_EXERCISE_
Lay out the lines below as a two-column CSV with the headers "prompt" and "completion." Each line gets one row, with its text under "prompt" and its answer under "completion." Put each value in a single quoted field and replace any line breaks with spaces.

_DATA IN THIS EXERCISE_
· · · ·

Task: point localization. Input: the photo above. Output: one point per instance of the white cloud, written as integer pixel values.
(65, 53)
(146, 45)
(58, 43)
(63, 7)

· · · ·

_EXERCISE SOLUTION_
prompt,completion
"Task: point localization. Input: the photo above. Output: one point per instance of the white cloud, written as integer pixel values.","(65, 53) (146, 45) (58, 43) (63, 7)"